Please reproduce verbatim the lines below, from the first through the one with "positive clicks: (253, 300)".
*** INPUT DATA
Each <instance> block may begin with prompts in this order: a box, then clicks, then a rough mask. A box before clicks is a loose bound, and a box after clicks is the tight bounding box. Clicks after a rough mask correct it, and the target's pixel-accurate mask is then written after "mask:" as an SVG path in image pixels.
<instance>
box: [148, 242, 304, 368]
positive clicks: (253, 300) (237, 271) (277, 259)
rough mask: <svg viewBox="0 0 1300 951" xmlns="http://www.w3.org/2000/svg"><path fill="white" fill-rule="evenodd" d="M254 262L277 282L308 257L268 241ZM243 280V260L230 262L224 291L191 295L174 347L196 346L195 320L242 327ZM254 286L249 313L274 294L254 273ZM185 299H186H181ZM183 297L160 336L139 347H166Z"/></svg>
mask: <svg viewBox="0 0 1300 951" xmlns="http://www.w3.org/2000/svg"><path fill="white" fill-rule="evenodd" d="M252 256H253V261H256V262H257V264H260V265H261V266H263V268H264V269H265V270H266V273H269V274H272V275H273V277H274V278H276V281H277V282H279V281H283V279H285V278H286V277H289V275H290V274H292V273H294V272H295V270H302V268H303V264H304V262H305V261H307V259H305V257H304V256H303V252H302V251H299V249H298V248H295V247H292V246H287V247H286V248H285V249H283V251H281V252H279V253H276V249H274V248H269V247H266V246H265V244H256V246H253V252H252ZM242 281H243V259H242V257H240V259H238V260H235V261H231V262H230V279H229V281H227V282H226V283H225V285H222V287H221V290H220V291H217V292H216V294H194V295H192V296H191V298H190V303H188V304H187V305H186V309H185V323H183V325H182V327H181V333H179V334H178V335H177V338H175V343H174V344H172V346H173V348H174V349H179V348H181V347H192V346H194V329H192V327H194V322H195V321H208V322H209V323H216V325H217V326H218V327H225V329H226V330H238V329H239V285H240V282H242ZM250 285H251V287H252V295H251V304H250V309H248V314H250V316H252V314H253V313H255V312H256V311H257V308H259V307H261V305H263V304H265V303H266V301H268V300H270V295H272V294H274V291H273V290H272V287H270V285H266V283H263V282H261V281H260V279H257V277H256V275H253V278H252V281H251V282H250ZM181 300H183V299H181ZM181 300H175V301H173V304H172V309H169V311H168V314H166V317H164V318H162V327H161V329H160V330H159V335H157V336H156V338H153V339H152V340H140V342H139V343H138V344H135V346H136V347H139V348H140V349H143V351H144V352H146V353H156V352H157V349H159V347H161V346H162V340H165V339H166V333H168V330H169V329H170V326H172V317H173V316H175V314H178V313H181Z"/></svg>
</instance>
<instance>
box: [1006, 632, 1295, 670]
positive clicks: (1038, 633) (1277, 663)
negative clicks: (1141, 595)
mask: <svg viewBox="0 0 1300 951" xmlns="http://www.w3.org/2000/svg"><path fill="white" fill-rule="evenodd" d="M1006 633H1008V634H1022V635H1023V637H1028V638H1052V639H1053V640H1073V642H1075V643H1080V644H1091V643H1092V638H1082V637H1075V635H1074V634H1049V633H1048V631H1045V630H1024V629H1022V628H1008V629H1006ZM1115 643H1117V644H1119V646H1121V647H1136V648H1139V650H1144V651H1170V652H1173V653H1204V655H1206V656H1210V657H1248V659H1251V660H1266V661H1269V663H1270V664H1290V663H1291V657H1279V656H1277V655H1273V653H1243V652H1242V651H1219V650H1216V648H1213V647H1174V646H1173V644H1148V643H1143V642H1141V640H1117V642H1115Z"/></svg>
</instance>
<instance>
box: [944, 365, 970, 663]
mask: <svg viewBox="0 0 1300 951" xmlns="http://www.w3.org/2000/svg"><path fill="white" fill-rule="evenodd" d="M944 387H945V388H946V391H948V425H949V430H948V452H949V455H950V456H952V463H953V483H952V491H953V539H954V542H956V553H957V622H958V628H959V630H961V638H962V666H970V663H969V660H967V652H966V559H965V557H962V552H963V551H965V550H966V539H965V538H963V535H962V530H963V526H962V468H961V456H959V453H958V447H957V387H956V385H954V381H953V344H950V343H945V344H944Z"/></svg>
******
:: TASK ANSWER ::
Each <instance> block may begin with prompts in this order: a box, then clicks, then a rough mask. A box before clicks is a loose bound, and a box after clicks is the tight bounding box. Clicks after a rough mask correct it, and the target's pixel-accurate mask is then written after "mask:" as an SVG path in image pixels.
<instance>
box: [148, 242, 304, 368]
positive clicks: (253, 300) (237, 271) (277, 259)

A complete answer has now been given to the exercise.